Task goal:
Find every line in the listing below that contains the word "glove", matching case exactly, and copy each one.

** BEGIN **

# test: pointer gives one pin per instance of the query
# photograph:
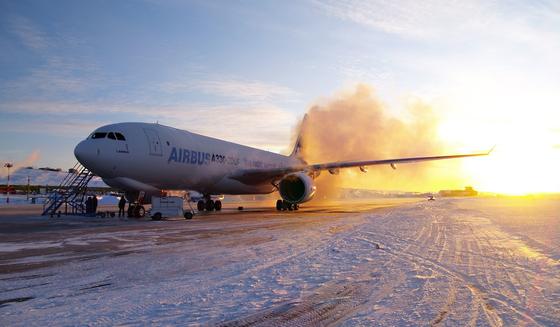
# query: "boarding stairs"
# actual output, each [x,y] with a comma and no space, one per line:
[70,193]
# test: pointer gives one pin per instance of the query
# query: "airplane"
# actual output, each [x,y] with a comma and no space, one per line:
[143,159]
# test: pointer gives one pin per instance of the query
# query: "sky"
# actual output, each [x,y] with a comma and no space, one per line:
[247,71]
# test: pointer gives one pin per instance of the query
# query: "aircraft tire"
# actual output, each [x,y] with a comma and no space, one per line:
[279,205]
[139,212]
[200,205]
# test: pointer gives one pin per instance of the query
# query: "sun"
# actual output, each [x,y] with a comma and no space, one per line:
[524,161]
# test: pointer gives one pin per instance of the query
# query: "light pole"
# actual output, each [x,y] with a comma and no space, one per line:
[8,165]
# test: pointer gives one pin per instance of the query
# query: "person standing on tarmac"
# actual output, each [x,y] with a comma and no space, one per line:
[122,204]
[94,205]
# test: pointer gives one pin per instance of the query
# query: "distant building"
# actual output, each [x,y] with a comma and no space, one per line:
[468,191]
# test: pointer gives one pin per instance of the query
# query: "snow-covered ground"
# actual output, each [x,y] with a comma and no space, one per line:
[451,262]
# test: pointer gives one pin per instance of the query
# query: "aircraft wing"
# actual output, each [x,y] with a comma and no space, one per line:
[258,176]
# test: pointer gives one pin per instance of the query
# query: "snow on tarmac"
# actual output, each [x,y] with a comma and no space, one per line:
[484,262]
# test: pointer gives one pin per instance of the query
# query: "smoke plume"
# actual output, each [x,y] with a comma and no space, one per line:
[357,126]
[29,161]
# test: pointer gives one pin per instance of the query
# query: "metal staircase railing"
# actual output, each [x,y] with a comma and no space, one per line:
[70,192]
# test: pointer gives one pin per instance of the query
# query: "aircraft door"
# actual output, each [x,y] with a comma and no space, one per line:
[122,145]
[153,142]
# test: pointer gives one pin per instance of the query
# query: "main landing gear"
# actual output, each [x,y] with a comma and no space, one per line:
[283,205]
[209,205]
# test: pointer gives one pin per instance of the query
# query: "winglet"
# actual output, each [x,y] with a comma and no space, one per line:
[296,152]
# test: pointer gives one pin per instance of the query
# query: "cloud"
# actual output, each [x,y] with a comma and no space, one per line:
[28,33]
[56,77]
[232,87]
[32,158]
[262,125]
[440,18]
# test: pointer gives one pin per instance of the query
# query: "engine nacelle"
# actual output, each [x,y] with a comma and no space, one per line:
[297,188]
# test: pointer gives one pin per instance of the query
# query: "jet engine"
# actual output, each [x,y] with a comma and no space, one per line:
[297,188]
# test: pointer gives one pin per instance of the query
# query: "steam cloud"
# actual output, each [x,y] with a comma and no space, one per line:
[29,161]
[356,126]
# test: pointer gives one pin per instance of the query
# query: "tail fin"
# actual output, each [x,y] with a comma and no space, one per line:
[296,152]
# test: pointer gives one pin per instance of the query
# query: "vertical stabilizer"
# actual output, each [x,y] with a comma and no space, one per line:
[296,152]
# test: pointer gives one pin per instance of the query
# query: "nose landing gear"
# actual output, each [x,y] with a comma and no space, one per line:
[136,210]
[283,205]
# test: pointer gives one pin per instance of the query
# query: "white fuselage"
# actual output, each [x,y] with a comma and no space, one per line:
[153,157]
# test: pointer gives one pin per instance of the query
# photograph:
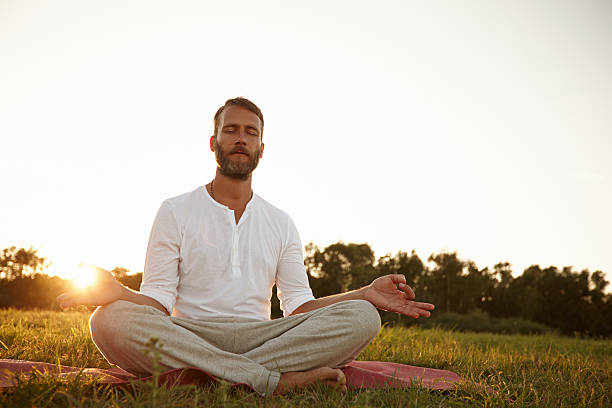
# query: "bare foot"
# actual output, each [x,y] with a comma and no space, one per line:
[297,380]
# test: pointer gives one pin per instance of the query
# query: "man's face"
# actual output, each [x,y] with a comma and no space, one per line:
[237,144]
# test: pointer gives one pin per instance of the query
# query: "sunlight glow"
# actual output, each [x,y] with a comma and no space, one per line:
[84,276]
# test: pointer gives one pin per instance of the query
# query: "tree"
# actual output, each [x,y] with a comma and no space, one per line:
[17,262]
[339,267]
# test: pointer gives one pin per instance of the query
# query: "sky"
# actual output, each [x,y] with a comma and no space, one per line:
[482,127]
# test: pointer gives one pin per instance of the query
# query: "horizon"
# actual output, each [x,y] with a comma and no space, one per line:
[484,131]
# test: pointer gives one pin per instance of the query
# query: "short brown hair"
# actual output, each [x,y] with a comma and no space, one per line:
[239,101]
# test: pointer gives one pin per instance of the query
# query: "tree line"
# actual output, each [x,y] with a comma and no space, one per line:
[561,298]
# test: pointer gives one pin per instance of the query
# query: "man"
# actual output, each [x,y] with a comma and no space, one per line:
[214,255]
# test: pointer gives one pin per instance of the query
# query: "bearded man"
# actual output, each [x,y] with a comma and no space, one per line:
[213,257]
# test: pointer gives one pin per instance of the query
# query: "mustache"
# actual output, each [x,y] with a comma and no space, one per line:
[239,150]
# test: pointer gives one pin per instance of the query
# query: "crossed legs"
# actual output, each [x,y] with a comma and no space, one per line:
[306,347]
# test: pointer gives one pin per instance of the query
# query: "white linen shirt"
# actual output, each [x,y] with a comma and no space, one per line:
[201,264]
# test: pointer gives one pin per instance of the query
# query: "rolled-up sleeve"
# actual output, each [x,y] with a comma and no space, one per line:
[291,279]
[161,271]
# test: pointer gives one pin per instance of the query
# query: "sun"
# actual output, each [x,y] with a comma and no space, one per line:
[84,276]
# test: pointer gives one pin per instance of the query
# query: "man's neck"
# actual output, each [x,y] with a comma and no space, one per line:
[233,193]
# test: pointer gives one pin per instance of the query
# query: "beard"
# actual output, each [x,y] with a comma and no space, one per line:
[232,169]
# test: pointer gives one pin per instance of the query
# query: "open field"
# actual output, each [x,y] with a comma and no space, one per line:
[542,370]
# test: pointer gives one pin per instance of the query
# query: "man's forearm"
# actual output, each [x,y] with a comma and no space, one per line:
[357,294]
[140,299]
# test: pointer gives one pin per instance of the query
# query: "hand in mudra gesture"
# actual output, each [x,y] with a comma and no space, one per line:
[104,290]
[391,293]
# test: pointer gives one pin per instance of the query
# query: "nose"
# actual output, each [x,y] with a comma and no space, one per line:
[242,137]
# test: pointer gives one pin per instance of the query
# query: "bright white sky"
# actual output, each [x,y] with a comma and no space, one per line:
[481,127]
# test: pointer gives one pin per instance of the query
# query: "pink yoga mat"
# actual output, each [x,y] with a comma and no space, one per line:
[359,374]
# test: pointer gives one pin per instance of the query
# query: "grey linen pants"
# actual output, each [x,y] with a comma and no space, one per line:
[236,349]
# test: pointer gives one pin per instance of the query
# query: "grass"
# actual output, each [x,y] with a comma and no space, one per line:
[531,371]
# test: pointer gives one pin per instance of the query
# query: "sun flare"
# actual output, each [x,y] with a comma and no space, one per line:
[84,276]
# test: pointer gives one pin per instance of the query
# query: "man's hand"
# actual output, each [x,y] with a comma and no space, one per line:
[391,293]
[105,290]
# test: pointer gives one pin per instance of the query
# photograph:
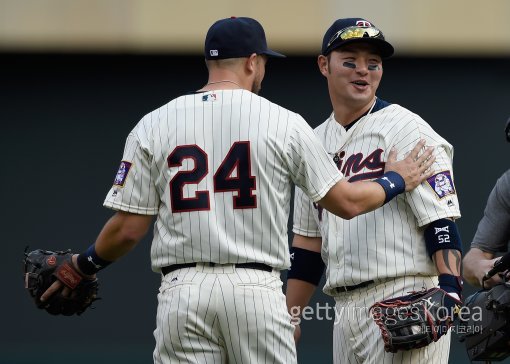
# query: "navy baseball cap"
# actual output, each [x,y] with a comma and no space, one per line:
[235,38]
[351,30]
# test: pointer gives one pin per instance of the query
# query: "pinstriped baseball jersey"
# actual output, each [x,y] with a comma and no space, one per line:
[217,167]
[389,241]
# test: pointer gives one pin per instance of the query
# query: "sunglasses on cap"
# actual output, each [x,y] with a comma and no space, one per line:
[355,32]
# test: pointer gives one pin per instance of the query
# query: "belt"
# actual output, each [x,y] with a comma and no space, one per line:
[352,288]
[258,266]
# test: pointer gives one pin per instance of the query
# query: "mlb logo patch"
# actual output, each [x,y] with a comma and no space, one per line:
[209,97]
[120,178]
[442,184]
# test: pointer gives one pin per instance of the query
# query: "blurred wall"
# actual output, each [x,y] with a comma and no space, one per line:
[453,27]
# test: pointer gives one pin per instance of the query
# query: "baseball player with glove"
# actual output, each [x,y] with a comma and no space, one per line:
[216,167]
[394,272]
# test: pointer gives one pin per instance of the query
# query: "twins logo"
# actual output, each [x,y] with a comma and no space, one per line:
[356,162]
[372,165]
[442,184]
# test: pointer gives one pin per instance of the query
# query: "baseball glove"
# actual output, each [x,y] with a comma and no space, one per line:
[43,267]
[414,321]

** END **

Result of this exercise:
# query: "baseball player with glove"
# query: "baseball glove"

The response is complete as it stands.